--- Written request 1 ---
Starting at the first line of the records and stopping after the line that contains "column 246, row 115", give those lines again with "newspaper page" swapped for "magazine page" and everything else left unchanged.

--- Text segment ---

Lastly, some other improvements have been added to the temp detector We made it frequency sensitivity. Our ear listens to frequencies not raw samples. So it makes more sense to let the content in the delay buffer represent the energy of specific frequency bands. The bark psycho-acoustic scale is a good start. With its 24 bands it covers quite exactly the loudness profile of our hearing. Some people have done tests with 6 bands, spread across the auditory spectrum, which also turned out to be sufficient. In our case, because we wanted to run it on Android, we didn't expect to have much computational time left, we reduced it even further to 3 bands. The Lo, middle and high frequency bands. Each band covering 8 Bark bands. Aside from being frequency specific, it is also valuable to respect loudness. That means that we store in the delay buffer log-values (as opposed to direct RMS values) and also that we apply a 150 to 200 millisecond decay to ever incoming sample.
The result of all these improvements is shown in the following video. The 4 panels are again the same as they were before The delay buffer running from left to right, the difference, absolute difference and accumulated auto-similarity. The three color channels (red green and blue), represent the 3 frequency bands we have been measuring. At the bottom, the measured peak and its two subpeaks are shown, together with an estimate on the actual tempo.
In the first part of this talk I explained how using loudness measurement on multiple frequency bands, combined with an appropriate sampling of the auto-similarity and appropriate interpretation of the peaks leads to an algorithm that measures the tempo correctly in 95% of the cases.

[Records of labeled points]

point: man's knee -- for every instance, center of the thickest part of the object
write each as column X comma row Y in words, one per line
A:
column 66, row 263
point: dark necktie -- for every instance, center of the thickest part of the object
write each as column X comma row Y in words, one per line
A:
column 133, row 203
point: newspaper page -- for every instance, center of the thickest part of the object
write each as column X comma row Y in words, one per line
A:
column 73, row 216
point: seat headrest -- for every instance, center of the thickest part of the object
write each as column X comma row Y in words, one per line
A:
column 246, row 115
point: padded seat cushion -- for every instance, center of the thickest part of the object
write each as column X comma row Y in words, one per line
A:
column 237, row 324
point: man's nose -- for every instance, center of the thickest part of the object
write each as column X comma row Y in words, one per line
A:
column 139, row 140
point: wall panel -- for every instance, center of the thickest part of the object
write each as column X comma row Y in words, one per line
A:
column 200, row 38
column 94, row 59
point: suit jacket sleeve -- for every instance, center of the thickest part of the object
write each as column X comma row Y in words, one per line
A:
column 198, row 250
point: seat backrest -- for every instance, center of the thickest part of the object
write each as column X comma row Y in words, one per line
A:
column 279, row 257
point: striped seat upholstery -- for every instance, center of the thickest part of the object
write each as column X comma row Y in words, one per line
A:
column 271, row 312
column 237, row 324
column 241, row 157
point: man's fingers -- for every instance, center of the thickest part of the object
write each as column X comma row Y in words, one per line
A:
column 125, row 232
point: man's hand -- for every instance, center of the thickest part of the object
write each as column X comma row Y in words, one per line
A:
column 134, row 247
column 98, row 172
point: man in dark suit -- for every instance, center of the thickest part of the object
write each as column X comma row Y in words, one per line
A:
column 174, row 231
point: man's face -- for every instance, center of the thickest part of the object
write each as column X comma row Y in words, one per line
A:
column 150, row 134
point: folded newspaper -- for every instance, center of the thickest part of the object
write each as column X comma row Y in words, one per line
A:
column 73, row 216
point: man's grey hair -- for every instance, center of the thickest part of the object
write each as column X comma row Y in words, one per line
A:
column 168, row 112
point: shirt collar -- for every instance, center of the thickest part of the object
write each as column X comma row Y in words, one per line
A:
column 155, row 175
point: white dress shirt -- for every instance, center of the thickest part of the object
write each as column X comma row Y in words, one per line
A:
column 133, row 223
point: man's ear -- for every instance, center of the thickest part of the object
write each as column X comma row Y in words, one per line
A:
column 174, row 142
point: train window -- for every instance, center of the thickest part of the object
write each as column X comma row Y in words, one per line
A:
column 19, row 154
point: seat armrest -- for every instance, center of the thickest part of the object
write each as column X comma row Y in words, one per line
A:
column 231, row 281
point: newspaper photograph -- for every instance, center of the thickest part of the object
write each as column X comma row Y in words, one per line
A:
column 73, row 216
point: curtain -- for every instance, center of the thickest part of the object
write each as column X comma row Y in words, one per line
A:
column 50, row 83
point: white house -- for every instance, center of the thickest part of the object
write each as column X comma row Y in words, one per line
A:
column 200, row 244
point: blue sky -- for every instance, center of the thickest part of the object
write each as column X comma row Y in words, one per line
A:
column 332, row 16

--- Written request 2 ---
Reproduce the passage on tempo detection in full, word for word.

--- Complete answer 1 ---
point: man's knee -- for every instance, center of the thickest part of the object
write each as column X comma row Y in words, one per line
A:
column 66, row 263
point: dark necktie -- for every instance, center of the thickest part of the object
write each as column X comma row Y in words, one per line
A:
column 133, row 203
point: magazine page -- for every instance, center of the thickest part of the object
write each as column X comma row Y in words, one per line
A:
column 73, row 216
point: seat headrest -- for every instance, center of the thickest part of the object
write each as column X comma row Y in words, one per line
A:
column 246, row 115

--- Complete answer 2 ---
Lastly, some other improvements have been added to the temp detector We made it frequency sensitivity. Our ear listens to frequencies not raw samples. So it makes more sense to let the content in the delay buffer represent the energy of specific frequency bands. The bark psycho-acoustic scale is a good start. With its 24 bands it covers quite exactly the loudness profile of our hearing. Some people have done tests with 6 bands, spread across the auditory spectrum, which also turned out to be sufficient. In our case, because we wanted to run it on Android, we didn't expect to have much computational time left, we reduced it even further to 3 bands. The Lo, middle and high frequency bands. Each band covering 8 Bark bands. Aside from being frequency specific, it is also valuable to respect loudness. That means that we store in the delay buffer log-values (as opposed to direct RMS values) and also that we apply a 150 to 200 millisecond decay to ever incoming sample.
The result of all these improvements is shown in the following video. The 4 panels are again the same as they were before The delay buffer running from left to right, the difference, absolute difference and accumulated auto-similarity. The three color channels (red green and blue), represent the 3 frequency bands we have been measuring. At the bottom, the measured peak and its two subpeaks are shown, together with an estimate on the actual tempo.
In the first part of this talk I explained how using loudness measurement on multiple frequency bands, combined with an appropriate sampling of the auto-similarity and appropriate interpretation of the peaks leads to an algorithm that measures the tempo correctly in 95% of the cases.